#### [TASK A]
In the interview excerpt, what reason does Joanne Ryan give for liking to make theatre?

#### [DOCUMENT EXCERPT]

○ ○ ○ ○ ○ ○ ○

Oh dear (laughter). I suppose what I loved about the play was that you, I think you captured all those aspects, you looked at historical, political, social, and then it kind of moved between those and you and it's a one person play so it's you on stage kind of, you know, working through all those things. I just thought it was really powerful because I think that's how people feel or certainly people that have spoken to me feel very isolated and yes, kind of almost exposed to all these elements.


Joanne Ryan

Yeah, and at the time nobody was really talking about it as well you know, or certainly not on stages anyway, so I thought, I hoped that it might help kind of start conversations around the subject as well. And theatre for me, one of the reasons I like to make it is to help people feel seen and understood and challenged as well.


Margaret O Connor

And I remember even just kind of saying, Oh, yeah, I'm going to this play and people would be like, what's it about.. and I really couldn't wait to get in the door because I was doing the Masters that year so it was really well timed for me. Thank you very much (laughter), but and paper would be like all right, you're gonna see play about that but like it was, it was really interesting. It was sad. It was happy. It was like the whole range, people laughing crying, it was like a real kind of roller coaster of emotion in a really good way to capture all those aspects again.. what was public reaction like, because you've turned this around Ireland and you've gone internationally.

○ ○ ○ ○ ○ ○ ○

#### [SUPPLIED INFORMATION]
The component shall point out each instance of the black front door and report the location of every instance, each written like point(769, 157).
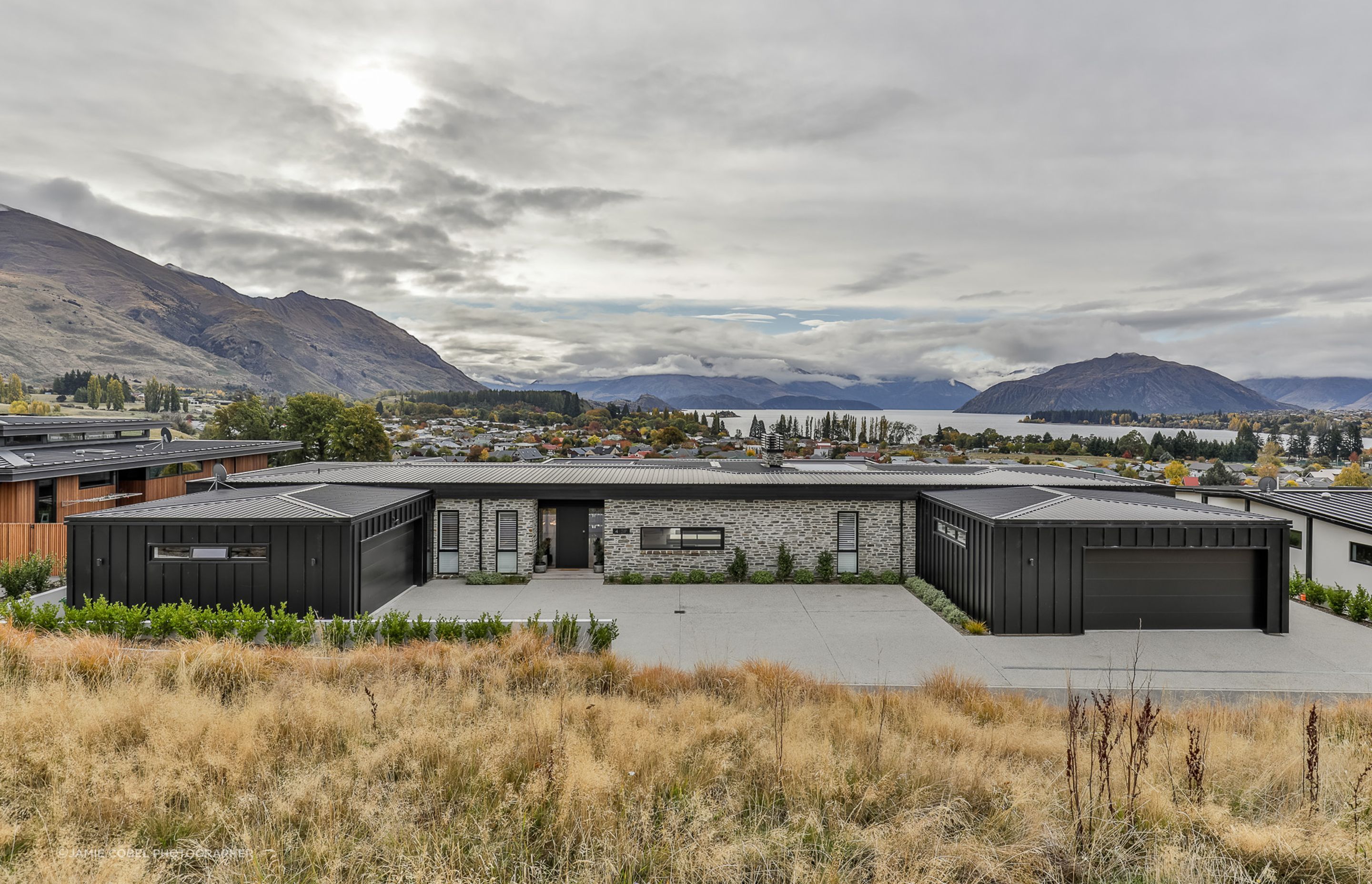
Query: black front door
point(573, 523)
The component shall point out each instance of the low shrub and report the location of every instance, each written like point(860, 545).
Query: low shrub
point(337, 633)
point(364, 629)
point(486, 628)
point(395, 628)
point(1360, 606)
point(738, 566)
point(247, 622)
point(940, 604)
point(28, 574)
point(785, 563)
point(448, 629)
point(566, 631)
point(601, 634)
point(825, 567)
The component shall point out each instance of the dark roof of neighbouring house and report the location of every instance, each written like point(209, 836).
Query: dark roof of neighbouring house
point(1045, 504)
point(312, 503)
point(41, 462)
point(627, 478)
point(1343, 506)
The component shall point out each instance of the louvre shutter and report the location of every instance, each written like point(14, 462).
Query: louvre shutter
point(507, 541)
point(448, 542)
point(847, 559)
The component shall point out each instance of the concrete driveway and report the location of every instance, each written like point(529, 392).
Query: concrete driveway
point(883, 634)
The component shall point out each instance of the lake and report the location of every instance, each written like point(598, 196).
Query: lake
point(928, 422)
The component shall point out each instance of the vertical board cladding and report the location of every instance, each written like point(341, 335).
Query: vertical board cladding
point(758, 528)
point(476, 533)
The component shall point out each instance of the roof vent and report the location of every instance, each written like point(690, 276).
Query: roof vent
point(773, 449)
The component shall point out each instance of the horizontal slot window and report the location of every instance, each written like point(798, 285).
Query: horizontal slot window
point(209, 553)
point(95, 480)
point(681, 539)
point(951, 532)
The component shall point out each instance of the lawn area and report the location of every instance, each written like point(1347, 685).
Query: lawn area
point(512, 761)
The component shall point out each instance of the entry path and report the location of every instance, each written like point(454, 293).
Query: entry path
point(881, 634)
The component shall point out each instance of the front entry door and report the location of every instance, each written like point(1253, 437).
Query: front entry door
point(573, 525)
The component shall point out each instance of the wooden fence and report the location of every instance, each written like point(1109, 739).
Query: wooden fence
point(20, 539)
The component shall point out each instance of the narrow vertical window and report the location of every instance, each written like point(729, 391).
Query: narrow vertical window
point(448, 559)
point(507, 541)
point(847, 559)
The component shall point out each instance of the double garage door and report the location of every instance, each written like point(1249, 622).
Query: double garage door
point(387, 564)
point(1167, 588)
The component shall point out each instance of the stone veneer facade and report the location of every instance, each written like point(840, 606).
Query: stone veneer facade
point(476, 541)
point(759, 528)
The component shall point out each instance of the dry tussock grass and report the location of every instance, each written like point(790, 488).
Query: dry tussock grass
point(512, 762)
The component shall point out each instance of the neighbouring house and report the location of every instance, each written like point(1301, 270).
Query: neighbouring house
point(1029, 548)
point(1330, 529)
point(58, 467)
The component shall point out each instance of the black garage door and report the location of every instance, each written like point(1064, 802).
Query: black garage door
point(1172, 589)
point(387, 566)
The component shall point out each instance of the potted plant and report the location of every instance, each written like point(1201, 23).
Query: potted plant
point(541, 558)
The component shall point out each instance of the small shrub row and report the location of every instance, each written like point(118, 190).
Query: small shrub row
point(1355, 604)
point(28, 574)
point(279, 626)
point(492, 578)
point(940, 604)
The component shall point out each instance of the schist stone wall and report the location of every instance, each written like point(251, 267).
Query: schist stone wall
point(759, 528)
point(476, 544)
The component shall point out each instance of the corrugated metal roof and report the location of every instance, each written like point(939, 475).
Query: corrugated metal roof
point(1348, 506)
point(633, 475)
point(311, 503)
point(1039, 504)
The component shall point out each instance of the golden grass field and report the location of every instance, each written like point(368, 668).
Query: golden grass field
point(514, 762)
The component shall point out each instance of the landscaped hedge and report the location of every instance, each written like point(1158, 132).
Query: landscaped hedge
point(1355, 604)
point(278, 626)
point(925, 592)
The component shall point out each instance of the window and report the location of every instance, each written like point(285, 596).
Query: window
point(95, 480)
point(46, 502)
point(448, 559)
point(1360, 552)
point(507, 541)
point(681, 539)
point(847, 559)
point(951, 532)
point(212, 553)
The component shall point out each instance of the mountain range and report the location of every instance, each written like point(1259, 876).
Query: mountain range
point(1323, 393)
point(77, 301)
point(702, 392)
point(1123, 381)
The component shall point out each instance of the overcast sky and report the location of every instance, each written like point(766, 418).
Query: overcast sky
point(556, 190)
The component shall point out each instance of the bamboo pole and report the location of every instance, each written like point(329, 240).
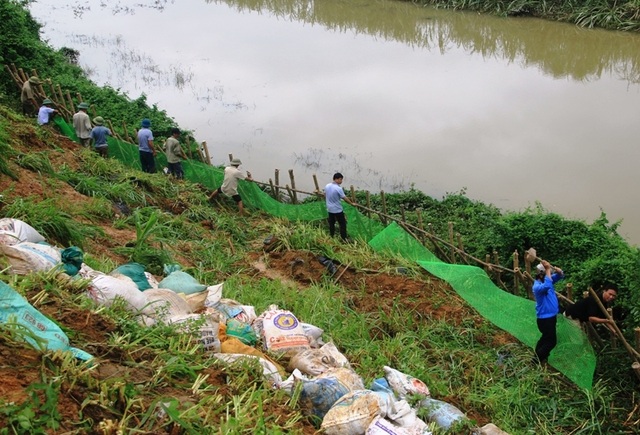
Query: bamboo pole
point(368, 201)
point(206, 152)
point(516, 266)
point(286, 186)
point(22, 75)
point(126, 132)
point(384, 206)
point(70, 101)
point(294, 198)
point(13, 77)
point(113, 131)
point(273, 189)
point(200, 154)
point(451, 243)
point(634, 353)
point(187, 141)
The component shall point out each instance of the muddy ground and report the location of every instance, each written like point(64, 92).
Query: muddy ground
point(21, 367)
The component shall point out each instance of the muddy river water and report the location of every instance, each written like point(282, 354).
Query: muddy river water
point(514, 111)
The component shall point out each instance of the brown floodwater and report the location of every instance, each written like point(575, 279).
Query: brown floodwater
point(516, 112)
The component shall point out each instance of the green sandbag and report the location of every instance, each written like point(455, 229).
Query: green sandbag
point(181, 282)
point(72, 259)
point(135, 271)
point(241, 331)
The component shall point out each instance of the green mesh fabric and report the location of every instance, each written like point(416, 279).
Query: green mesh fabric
point(573, 355)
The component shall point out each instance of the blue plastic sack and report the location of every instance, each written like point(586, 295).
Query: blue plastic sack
point(15, 308)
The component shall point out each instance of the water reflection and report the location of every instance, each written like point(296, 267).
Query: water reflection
point(560, 50)
point(388, 93)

○ ○ ○ ○ ○ ○ ○

#### [TASK B]
Please report the number of lines in the records that contain the string "sandbag". Give the number alone.

#### [FINISHED ANSWER A]
To help people feel seen and understood and challenged as well.

#### [FINISHED ANSWER B]
2